| Instruction |
Reproduce all the entries exactly.

▬▬▬▬▬▬▬▬▬▬

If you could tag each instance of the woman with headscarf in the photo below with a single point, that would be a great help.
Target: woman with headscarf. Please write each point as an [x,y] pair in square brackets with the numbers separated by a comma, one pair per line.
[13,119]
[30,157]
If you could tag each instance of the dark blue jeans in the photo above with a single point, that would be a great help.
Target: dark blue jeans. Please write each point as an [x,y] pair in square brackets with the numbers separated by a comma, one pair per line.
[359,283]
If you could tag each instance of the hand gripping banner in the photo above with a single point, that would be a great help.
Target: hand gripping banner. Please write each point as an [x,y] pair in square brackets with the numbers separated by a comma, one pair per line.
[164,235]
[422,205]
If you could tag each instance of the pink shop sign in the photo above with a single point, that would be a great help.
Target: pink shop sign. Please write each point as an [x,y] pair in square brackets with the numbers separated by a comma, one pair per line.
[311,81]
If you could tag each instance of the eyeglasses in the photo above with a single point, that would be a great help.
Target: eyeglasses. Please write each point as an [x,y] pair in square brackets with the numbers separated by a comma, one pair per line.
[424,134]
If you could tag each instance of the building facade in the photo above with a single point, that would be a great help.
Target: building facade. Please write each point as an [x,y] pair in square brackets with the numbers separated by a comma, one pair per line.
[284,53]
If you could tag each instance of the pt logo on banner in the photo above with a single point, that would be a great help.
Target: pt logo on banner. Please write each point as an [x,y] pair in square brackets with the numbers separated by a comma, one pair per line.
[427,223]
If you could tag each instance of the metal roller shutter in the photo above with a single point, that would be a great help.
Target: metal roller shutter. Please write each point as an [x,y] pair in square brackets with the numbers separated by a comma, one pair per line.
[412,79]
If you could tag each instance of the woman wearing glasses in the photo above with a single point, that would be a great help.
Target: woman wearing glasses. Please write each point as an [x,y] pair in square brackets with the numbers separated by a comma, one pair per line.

▬▬▬▬▬▬▬▬▬▬

| Result of this exercise |
If you could tag each instance of the woman with headscarf in the photo below with a single point, that would be a great help.
Target: woman with headscarf. Please write each point as an [x,y] pair in square brackets with the numbers separated by a comma, one pair per line.
[13,119]
[30,157]
If you could tag each instance of the dark blue jeans in the photo above with a single point, that would be a great help.
Target: dark blue jeans. Please write each point as an [x,y] pair in square brackets with the numbers separated by a comma, one pair per line.
[359,283]
If you could tag each instance of the hand gripping banner in the photo above with a single point, that would be a great help.
Target: hand gripping banner. Please write each point as an [x,y] pair in square brackets with the numbers separated by a comma, one pair per line.
[164,235]
[422,205]
If you could tag each instance of the pink shop sign in the photo above with a single point, that would be a great help.
Target: pink shop sign. Please write each point as an [x,y] pair in square brackets with the numbers separated by a comma, one pair per line.
[311,81]
If you could tag each instance of the eyeglasses in the photo above with a single point, that would be a great help.
Target: eyeglasses. Please write each point as an [x,y] pair in square brackets with the numbers separated by a comma, one pair per line.
[424,134]
If you could tag each instance of the building facade in the photo above with a single point, that would be a great help.
Target: building facade. Please write each point as an [x,y] pair in square brackets with the numbers separated by a comma, one pair per line.
[284,53]
If you could tag each instance of the pt logo on banner in the photo above with a single point, that would be a great help.
Target: pt logo on banner. Please write each point as an [x,y] pair in square brackets with the numbers separated by a comma, one pair per line.
[427,223]
If you could tag each instance of the metal roller shutter in the photo above with a single point, that would be a great help.
Target: metal roller shutter. Please write each point as an [x,y] pair in square brackets with the numbers separated by a comma, one pair per line.
[412,79]
If you could tag each instance of the woman wearing glasses in the photo above with a single point, that would be a great help.
Target: woman wearing glasses. Please write each point as an [x,y] pair in square brackets with the numbers separated by a comma, one pair per line.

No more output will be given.